Your assignment
Give back every record exactly, with its pictures left out.

Supplied data
════

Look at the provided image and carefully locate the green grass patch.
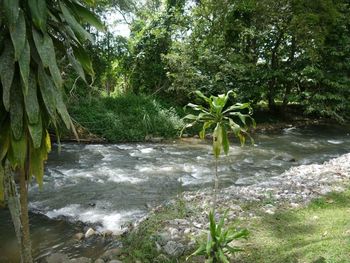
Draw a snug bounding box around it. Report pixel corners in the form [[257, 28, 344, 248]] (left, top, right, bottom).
[[68, 93, 184, 142], [237, 190, 350, 263]]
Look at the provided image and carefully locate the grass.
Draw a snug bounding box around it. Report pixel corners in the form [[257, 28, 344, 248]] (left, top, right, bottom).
[[117, 189, 350, 263], [236, 190, 350, 263], [67, 93, 184, 142]]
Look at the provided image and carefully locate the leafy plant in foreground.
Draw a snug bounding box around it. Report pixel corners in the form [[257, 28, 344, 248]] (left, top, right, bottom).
[[181, 90, 254, 262], [0, 0, 103, 261], [187, 211, 249, 263], [181, 90, 255, 210]]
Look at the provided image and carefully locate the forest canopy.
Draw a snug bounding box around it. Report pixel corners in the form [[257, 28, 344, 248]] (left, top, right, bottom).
[[88, 0, 349, 122]]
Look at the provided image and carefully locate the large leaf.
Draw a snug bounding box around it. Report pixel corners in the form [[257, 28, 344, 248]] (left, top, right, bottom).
[[71, 2, 105, 31], [213, 123, 223, 158], [28, 116, 42, 149], [73, 45, 94, 76], [222, 126, 229, 155], [60, 2, 93, 42], [9, 79, 23, 140], [67, 52, 86, 82], [24, 71, 40, 124], [28, 0, 47, 31], [55, 88, 72, 129], [10, 10, 26, 60], [19, 40, 30, 93], [0, 122, 10, 161], [2, 0, 19, 28], [9, 134, 27, 169], [32, 29, 63, 88], [0, 40, 15, 111], [37, 66, 57, 119]]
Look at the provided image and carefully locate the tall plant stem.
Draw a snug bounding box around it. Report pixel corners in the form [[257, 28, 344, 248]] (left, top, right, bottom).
[[212, 157, 219, 214], [19, 167, 33, 263], [4, 162, 33, 263]]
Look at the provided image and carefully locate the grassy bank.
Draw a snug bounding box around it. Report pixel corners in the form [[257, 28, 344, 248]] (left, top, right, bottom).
[[67, 93, 184, 142], [117, 189, 350, 263], [238, 190, 350, 263]]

════

Exercise result
Look at the provided image and carefully locate the green grass patch.
Draw a snug bounding box around it. Report pixel corners in the form [[257, 28, 344, 248]] (left, top, right, bottom).
[[68, 93, 184, 142], [237, 190, 350, 263]]
Look at the provided image and carefully locate the grass.
Draw a snug bounding box around it. Report pixel corners in the form [[257, 28, 344, 248]] (left, top, right, bottom).
[[117, 189, 350, 263], [236, 190, 350, 263], [67, 93, 184, 142]]
Look at the provided image and carefully locate the leafy plant in foreground.
Draw a snug bounding box around it. Report pixel corners in the form [[257, 28, 344, 248]] (left, top, right, bottom).
[[181, 90, 254, 262], [0, 0, 103, 261], [187, 211, 249, 263], [181, 90, 255, 210]]
Look at the provided image and carefully locate the forest canopy.
Draw a snug bounding box around it. Report pixel corners in the form [[257, 28, 344, 248]] (left, top, right, bottom).
[[88, 0, 349, 122]]
Look at the provided image and carefully locate the large leaf.
Draw a snug bounding box around it. Report pixel corners in the form [[257, 28, 344, 248]] (left, top, right, bottom).
[[71, 2, 105, 31], [213, 123, 223, 158], [28, 116, 42, 149], [73, 45, 94, 76], [222, 126, 229, 155], [60, 2, 93, 42], [9, 79, 23, 140], [67, 52, 86, 82], [24, 71, 40, 124], [28, 0, 47, 31], [55, 88, 72, 129], [10, 10, 26, 60], [19, 40, 30, 93], [0, 122, 10, 161], [2, 0, 19, 28], [9, 134, 27, 169], [32, 29, 63, 88], [0, 40, 15, 111], [37, 66, 57, 119]]
Look at the provided image and carefully locate the tall plant stem.
Draw a snug bounding box around it. Report pixel corners in the form [[257, 28, 344, 248]] (left, top, right, bottom).
[[212, 157, 219, 214], [19, 167, 33, 263], [4, 162, 33, 263]]
Look at the provided image and carefully locate the grassy bank.
Draw a snug bounding box around it. Report pixel corners in the form [[257, 28, 344, 248]] (left, top, right, bottom).
[[67, 93, 184, 142], [117, 189, 350, 263], [238, 190, 350, 263]]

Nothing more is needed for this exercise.